Page |
The flag of Jamaica was adopted on 6 August 1962, the day Jamaica became independent from the United Kingdom. The flag consists of a gold saltire, which divides the flag into four sections: two of them green (top and bottom) and two black (hoist and fly). Jamaica's national flag is also sometimes referred to as "The Cross" or as the "Black, Green, and Gold" due to its form and colours. The flag of Jamaica has been said to have been directly inspired by the national flag of Scotland.

==Design and symbolism==
Prior to Jamaica's independence, the Jamaican government ran a flag design competition for Jamaica's new flag. Over 360 designs were submitted, and several of these original submissions are housed in the National Library of Jamaica. However, the competition failed to yield a winner, and a bipartisan committee of the Jamaican House of Representatives eventually came up with the modern design. It was originally designed with horizontal stripes, but this was considered too similar to the flag of Tanganyika (as it was in 1962), and so the saltire was substituted. John McGhie claims the saltire design was directly inspired by the flag of Scotland.

Stored rows |
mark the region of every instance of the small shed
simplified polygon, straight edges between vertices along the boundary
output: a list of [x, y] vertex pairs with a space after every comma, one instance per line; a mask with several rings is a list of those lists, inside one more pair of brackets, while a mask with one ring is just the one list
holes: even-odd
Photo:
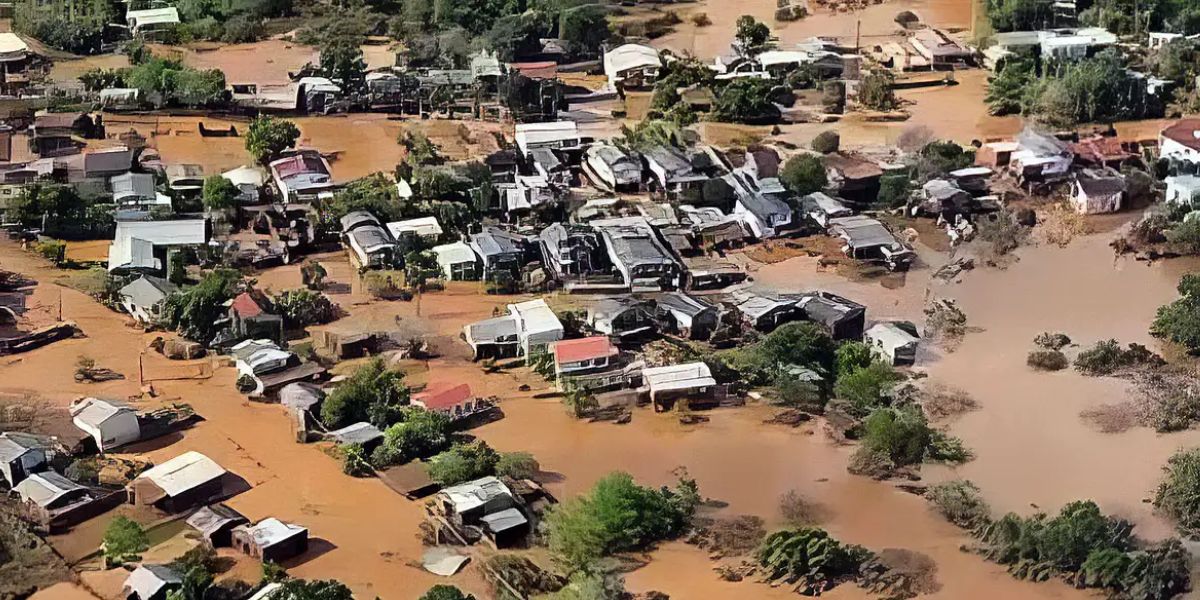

To be done |
1. Write out the Jamaican flag text between "The flag of Jamaica was" and "national flag of Scotland.", inclusive.
2. Which colors does the Jamaican flag text say the flag is made of? Name them all.

Task solutions |
1.
The flag of Jamaica was adopted on 6 August 1962, the day Jamaica became independent from the United Kingdom. The flag consists of a gold saltire, which divides the flag into four sections: two of them green (top and bottom) and two black (hoist and fly). Jamaica's national flag is also sometimes referred to as "The Cross" or as the "Black, Green, and Gold" due to its form and colours. The flag of Jamaica has been said to have been directly inspired by the national flag of Scotland.

2. Gold, green, black